[Stored items]
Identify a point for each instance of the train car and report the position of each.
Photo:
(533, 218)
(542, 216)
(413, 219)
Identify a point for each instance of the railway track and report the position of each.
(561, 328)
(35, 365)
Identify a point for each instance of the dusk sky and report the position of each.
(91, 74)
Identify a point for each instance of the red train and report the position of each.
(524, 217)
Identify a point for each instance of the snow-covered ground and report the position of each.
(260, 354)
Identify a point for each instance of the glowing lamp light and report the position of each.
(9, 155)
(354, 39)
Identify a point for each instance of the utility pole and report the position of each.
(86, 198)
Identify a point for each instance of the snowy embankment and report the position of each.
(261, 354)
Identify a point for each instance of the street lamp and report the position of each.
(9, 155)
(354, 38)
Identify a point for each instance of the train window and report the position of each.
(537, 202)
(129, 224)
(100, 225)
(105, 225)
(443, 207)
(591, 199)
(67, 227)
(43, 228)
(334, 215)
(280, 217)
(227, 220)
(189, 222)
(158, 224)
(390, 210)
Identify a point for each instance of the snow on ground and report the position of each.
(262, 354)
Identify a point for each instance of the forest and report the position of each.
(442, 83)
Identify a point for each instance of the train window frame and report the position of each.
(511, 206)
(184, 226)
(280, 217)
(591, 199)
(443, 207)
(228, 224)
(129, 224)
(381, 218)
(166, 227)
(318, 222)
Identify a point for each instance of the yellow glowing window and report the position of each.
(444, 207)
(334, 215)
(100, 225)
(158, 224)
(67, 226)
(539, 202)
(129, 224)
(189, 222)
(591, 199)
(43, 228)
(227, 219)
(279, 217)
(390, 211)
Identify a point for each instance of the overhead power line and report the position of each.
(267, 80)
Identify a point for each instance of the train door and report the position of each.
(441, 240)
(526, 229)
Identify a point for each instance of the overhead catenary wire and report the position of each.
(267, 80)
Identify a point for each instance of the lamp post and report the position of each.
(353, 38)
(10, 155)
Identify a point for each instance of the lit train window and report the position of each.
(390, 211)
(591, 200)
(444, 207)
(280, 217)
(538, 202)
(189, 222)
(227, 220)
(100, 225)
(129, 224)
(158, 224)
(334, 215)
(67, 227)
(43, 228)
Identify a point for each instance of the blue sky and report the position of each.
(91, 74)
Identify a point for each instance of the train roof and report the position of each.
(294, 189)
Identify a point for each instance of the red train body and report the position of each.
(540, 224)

- Exercise prompt: Format every line of the items above as a numbered list, leaving out any blank lines.

- Exercise response:
1. Identify a point for each instance of the train car and report the position of each.
2. Photo:
3. (533, 218)
4. (542, 216)
5. (413, 219)
6. Identify a point for each instance of the railway track and report the position of each.
7. (561, 328)
8. (35, 365)
9. Identify a point for each instance of the dusk sky and report the position of each.
10. (91, 74)
11. Identify a point for each instance of the red train and report the position of each.
12. (524, 217)
13. Identify a point for each instance of the snow-covered ground and report the position of each.
14. (260, 354)
15. Identify a point for each instance of the glowing lamp light and report the position of each.
16. (9, 155)
17. (354, 39)
18. Identify a point for each instance of the utility pole and report the position of each.
19. (86, 198)
20. Identify a point for each instance of the snowy embankment and report the position of each.
21. (261, 354)
22. Identify a point for each instance of the street lamp and report the position of each.
23. (9, 155)
24. (354, 38)
25. Identify a point for each instance of the train window and report the position of each.
26. (537, 202)
27. (129, 224)
28. (100, 225)
29. (105, 225)
30. (443, 207)
31. (591, 199)
32. (67, 227)
33. (43, 228)
34. (334, 215)
35. (280, 217)
36. (227, 220)
37. (189, 222)
38. (158, 224)
39. (390, 210)
40. Identify a point for each instance of the snow on ground and report the position of each.
41. (262, 354)
42. Identify a point for each instance of the forest and report the position of each.
43. (442, 83)
44. Identify a point for each instance of the train window frame and report the position of each.
45. (511, 206)
46. (184, 226)
47. (280, 217)
48. (591, 199)
49. (443, 207)
50. (228, 224)
51. (129, 224)
52. (381, 218)
53. (166, 227)
54. (318, 222)
55. Identify a point for each instance of the yellow glowing window and report the position of each.
56. (444, 207)
57. (334, 215)
58. (100, 225)
59. (158, 224)
60. (67, 226)
61. (539, 202)
62. (129, 224)
63. (189, 222)
64. (591, 199)
65. (43, 228)
66. (227, 219)
67. (279, 217)
68. (390, 211)
69. Identify a point for each instance of the overhead power line and report the position of each.
70. (267, 80)
71. Identify a point for each instance of the train door and report the position of each.
72. (441, 240)
73. (526, 229)
74. Identify a point for each instance of the overhead catenary wire and report the position of each.
75. (267, 80)
76. Identify a point for each instance of the lamp post and report the position of each.
77. (353, 38)
78. (10, 155)
79. Identify a point for each instance of the lit train window and report the position of each.
80. (390, 211)
81. (591, 200)
82. (444, 207)
83. (280, 217)
84. (538, 202)
85. (189, 222)
86. (227, 220)
87. (100, 225)
88. (129, 224)
89. (158, 224)
90. (334, 215)
91. (67, 227)
92. (43, 228)
93. Identify a point for each instance of the blue sky and report the position of each.
94. (91, 74)
95. Identify a point for each instance of the train roof and report the position of each.
96. (294, 189)
97. Identify a point for each instance of the red train body and report the position of each.
98. (540, 224)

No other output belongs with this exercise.